RECORDED INFORMATION:
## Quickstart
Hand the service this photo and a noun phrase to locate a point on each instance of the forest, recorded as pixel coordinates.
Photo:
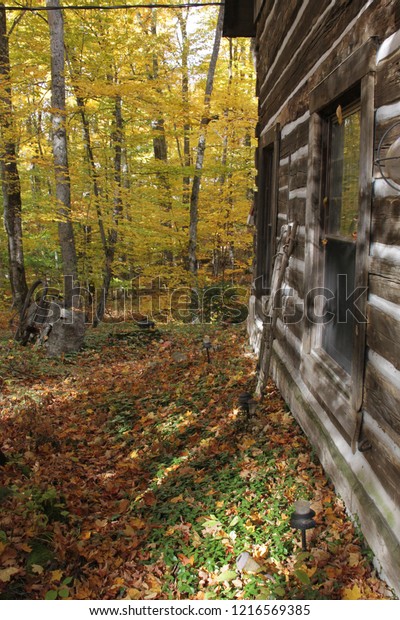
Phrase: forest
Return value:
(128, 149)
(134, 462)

...

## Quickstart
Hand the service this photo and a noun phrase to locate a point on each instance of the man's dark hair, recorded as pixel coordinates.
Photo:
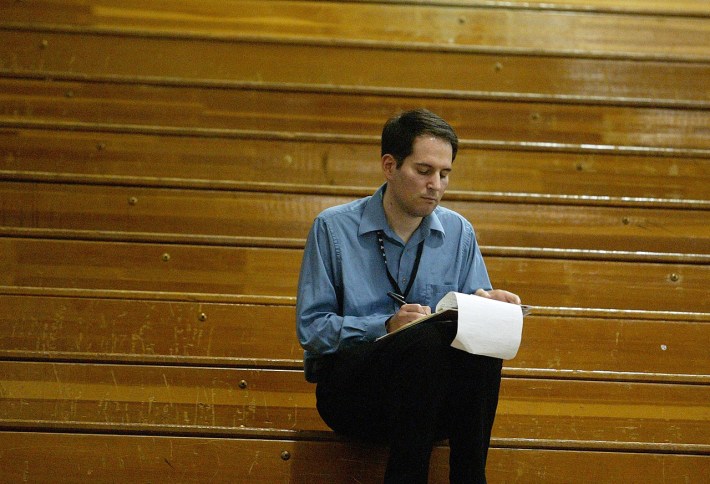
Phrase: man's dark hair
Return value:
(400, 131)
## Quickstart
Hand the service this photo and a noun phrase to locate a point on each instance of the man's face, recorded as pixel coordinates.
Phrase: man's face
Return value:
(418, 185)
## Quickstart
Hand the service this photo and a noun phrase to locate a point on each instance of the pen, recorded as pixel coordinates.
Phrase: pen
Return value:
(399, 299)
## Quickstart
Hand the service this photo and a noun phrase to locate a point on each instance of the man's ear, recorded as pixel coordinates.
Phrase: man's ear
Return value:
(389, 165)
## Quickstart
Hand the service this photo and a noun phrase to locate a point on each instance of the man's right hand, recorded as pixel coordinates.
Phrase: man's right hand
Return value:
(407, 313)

---

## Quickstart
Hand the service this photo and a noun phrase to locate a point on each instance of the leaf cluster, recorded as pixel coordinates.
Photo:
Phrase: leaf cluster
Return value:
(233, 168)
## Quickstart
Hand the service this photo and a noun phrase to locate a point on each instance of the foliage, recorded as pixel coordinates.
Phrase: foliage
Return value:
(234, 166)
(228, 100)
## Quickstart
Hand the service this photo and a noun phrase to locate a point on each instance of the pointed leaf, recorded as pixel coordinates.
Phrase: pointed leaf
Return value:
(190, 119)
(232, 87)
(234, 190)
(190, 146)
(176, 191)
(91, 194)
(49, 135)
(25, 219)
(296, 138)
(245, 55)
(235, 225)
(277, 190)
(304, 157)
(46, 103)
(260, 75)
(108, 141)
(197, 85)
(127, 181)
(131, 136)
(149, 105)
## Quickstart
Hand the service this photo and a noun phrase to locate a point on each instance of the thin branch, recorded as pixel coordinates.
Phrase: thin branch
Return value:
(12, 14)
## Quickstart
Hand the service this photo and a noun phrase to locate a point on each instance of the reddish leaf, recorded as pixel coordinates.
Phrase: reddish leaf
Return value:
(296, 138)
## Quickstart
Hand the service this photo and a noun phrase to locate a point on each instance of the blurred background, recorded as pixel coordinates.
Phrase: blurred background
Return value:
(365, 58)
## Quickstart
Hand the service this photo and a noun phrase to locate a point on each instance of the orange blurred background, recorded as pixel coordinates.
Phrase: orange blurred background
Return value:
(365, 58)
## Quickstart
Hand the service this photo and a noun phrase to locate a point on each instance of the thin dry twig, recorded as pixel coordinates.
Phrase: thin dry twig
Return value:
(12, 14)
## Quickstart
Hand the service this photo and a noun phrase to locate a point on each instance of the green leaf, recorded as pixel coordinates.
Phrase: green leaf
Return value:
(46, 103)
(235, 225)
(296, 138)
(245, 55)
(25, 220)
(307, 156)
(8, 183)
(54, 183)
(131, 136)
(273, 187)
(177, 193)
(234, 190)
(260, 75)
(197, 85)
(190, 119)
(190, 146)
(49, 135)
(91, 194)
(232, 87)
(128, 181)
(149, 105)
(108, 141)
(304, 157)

STATED EXERCISE:
Extract each line from the records above that contains the string "cluster", matching case exactly.

TASK SOLUTION:
Hand the service this photo and a noun phrase to locate a point on each instance of the leaf cluster, recorded as pixel coordinates.
Phrase: leaf cluster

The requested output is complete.